EXCERPT TO READ:
AWS Storage Blog
Build a data lake for streaming data with Amazon S3 Tables and Amazon Data Firehose
Businesses are increasingly adopting real-time data processing to stay ahead of user expectations and market changes. Industries such as retail, finance, manufacturing, and smart cities are using streaming data for everything from optimizing supply chains to detecting fraud and improving urban planning. The ability to use data as it is generated has become a critical competitive advantage for businesses, driving demand for a scalable data lake architecture for storing and managing streaming data. More recently, users are increasingly using Apache Iceberg to organize their streaming data in data lakes to use its database-like features, such as schema evolution, time travel, and ACID transactions.

EXERCISE GOAL: Reproduce the passage on streaming data lakes word for word. Begin at the words "AWS Storage Blog" and stop after "and ACID transactions.".

Records extracted:
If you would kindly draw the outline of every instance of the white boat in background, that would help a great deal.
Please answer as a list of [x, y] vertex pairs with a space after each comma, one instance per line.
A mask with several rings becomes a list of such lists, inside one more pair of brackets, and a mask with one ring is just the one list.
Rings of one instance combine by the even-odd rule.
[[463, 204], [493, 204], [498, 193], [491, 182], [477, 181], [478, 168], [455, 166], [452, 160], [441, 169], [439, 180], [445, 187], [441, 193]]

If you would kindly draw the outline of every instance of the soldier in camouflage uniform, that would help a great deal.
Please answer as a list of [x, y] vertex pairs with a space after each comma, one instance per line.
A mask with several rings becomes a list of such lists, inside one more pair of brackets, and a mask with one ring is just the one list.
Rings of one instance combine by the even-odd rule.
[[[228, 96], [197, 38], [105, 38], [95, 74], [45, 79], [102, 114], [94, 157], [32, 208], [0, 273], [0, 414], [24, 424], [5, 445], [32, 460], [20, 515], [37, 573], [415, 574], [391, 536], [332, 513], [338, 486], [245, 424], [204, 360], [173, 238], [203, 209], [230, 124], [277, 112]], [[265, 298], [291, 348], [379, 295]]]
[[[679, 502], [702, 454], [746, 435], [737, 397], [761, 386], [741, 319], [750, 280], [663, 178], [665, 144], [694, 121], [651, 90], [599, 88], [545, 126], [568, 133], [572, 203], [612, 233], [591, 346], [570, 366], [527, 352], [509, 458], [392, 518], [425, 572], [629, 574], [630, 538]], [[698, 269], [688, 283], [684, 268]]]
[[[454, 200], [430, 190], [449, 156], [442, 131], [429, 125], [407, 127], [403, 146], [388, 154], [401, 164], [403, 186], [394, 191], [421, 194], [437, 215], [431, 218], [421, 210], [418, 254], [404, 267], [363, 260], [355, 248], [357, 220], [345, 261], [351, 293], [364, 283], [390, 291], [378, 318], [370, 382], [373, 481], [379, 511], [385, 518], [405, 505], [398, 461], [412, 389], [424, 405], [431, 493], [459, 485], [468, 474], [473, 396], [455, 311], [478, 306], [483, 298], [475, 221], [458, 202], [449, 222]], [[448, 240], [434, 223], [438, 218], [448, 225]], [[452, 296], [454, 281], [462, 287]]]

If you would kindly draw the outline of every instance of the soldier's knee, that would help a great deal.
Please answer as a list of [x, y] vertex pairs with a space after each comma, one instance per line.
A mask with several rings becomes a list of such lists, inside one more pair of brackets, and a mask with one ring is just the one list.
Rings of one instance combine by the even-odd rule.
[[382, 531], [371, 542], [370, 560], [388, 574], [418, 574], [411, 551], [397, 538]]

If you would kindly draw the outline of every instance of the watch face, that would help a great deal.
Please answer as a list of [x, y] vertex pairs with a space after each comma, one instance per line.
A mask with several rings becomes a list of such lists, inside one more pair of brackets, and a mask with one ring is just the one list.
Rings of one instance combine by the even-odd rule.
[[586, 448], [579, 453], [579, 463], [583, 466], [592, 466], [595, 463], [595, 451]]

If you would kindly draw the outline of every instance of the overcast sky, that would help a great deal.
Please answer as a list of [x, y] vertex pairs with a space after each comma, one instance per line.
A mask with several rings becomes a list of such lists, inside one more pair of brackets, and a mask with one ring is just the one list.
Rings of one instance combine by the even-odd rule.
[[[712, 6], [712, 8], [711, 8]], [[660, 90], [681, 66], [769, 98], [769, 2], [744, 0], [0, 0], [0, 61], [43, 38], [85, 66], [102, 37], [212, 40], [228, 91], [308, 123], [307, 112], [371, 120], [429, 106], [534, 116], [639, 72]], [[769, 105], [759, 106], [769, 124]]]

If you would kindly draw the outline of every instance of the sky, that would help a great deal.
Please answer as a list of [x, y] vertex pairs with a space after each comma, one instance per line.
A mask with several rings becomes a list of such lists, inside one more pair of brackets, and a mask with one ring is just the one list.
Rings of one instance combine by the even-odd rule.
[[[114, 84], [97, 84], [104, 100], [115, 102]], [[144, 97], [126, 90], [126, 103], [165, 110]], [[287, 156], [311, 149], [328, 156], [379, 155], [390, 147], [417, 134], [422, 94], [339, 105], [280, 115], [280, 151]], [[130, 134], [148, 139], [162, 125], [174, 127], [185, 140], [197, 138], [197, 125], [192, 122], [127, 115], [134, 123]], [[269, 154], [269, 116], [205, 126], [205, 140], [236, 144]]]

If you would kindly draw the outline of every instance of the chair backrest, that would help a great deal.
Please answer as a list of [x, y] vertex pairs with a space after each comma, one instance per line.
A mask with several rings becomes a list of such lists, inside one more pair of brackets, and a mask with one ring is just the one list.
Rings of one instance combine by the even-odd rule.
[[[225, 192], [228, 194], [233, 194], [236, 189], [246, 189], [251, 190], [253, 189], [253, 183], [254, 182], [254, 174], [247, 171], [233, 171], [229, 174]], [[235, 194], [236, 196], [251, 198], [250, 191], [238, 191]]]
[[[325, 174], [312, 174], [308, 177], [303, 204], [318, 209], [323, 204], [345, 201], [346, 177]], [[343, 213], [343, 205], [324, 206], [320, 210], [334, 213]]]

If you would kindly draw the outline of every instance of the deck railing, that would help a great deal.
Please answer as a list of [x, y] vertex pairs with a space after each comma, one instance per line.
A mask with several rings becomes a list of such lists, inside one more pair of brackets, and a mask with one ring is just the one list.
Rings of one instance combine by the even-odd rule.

ANSWER FOR THIS EXERCISE:
AWS Storage Blog
Build a data lake for streaming data with Amazon S3 Tables and Amazon Data Firehose
Businesses are increasingly adopting real-time data processing to stay ahead of user expectations and market changes. Industries such as retail, finance, manufacturing, and smart cities are using streaming data for everything from optimizing supply chains to detecting fraud and improving urban planning. The ability to use data as it is generated has become a critical competitive advantage for businesses, driving demand for a scalable data lake architecture for storing and managing streaming data. More recently, users are increasingly using Apache Iceberg to organize their streaming data in data lakes to use its database-like features, such as schema evolution, time travel, and ACID transactions.